**Job**
Please quote only the lines that start at the one with "Exercise. Locate the fallen" and go on to the last line of the data, both ends kept.
================================
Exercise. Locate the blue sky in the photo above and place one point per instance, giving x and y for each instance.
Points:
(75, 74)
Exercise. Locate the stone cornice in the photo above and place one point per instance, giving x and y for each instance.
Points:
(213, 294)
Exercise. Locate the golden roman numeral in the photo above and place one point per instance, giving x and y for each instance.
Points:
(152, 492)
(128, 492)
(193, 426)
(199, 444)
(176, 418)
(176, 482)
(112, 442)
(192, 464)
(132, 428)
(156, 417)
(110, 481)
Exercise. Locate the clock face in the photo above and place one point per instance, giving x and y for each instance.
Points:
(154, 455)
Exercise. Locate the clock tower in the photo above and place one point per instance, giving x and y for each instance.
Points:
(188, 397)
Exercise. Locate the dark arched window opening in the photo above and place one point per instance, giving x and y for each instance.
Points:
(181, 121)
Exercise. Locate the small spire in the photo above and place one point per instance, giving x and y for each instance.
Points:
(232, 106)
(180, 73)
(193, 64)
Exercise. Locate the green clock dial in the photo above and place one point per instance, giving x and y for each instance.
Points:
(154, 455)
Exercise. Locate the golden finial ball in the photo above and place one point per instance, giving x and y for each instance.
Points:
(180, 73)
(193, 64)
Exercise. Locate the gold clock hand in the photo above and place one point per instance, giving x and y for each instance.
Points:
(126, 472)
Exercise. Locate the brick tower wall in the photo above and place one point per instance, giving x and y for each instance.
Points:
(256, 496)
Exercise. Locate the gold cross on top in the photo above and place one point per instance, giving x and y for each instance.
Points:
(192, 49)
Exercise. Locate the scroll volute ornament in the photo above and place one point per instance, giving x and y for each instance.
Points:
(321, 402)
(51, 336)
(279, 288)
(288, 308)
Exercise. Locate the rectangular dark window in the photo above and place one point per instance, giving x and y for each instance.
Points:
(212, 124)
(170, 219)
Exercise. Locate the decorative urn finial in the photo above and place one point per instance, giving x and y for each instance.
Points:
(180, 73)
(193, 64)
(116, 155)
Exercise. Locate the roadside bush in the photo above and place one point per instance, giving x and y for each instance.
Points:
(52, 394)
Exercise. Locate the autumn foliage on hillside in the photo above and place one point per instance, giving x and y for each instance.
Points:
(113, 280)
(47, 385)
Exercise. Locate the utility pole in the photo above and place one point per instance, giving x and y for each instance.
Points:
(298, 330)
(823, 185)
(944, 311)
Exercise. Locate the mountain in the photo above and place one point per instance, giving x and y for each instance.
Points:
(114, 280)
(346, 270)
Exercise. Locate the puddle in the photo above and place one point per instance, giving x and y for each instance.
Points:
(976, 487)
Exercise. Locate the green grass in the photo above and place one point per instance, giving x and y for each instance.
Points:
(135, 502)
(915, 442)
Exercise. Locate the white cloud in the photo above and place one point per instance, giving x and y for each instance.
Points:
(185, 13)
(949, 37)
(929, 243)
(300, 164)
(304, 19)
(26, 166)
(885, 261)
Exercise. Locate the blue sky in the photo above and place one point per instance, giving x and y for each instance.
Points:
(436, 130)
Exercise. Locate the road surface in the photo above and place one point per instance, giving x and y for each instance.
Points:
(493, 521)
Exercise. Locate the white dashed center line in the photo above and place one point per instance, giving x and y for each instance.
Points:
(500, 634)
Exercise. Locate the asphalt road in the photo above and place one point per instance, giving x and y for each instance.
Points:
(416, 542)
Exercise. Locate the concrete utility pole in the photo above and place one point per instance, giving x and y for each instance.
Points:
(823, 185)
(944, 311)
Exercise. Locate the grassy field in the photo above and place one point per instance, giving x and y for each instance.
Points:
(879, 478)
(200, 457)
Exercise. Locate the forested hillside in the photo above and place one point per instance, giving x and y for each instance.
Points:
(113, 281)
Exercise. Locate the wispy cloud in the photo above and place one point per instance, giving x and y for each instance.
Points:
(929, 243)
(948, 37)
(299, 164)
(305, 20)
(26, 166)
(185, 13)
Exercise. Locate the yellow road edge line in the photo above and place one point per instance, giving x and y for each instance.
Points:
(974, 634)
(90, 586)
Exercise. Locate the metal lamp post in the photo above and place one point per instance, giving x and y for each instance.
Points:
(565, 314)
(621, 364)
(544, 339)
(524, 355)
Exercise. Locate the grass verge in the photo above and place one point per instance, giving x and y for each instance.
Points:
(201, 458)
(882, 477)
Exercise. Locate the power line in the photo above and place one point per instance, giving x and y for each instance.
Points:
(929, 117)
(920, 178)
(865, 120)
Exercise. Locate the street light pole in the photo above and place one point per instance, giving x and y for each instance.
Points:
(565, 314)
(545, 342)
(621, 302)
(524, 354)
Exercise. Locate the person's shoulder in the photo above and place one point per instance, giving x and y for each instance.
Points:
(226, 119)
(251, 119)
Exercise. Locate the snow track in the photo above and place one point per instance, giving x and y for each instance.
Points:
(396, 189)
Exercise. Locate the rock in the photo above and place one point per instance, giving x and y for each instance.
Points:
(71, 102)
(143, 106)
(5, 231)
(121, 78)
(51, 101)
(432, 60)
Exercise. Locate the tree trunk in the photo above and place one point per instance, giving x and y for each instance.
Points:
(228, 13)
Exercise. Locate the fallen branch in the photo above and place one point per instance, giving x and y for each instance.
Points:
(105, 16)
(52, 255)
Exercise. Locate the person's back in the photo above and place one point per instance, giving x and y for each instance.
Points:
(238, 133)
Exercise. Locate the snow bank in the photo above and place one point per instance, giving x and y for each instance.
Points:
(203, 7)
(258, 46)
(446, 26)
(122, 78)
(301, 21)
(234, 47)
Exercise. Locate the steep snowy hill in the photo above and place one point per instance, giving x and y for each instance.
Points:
================================
**Written reply**
Exercise. Locate the fallen branch in the photo above and place one point per instance, giving x and y for each instance.
Points:
(105, 16)
(52, 255)
Exercise. Locate the person's back in the photo above and place one point per instance, giving x and y for each instance.
Points:
(238, 133)
Exercise. Locate the snow bank in the photo above and place one point per instance, giving x and y for each instance.
Points:
(203, 7)
(258, 46)
(446, 26)
(122, 78)
(301, 21)
(234, 47)
Exercise. Locate the steep snowy hill in the photo above and place one point per instance, giving x and y for each instance.
Points:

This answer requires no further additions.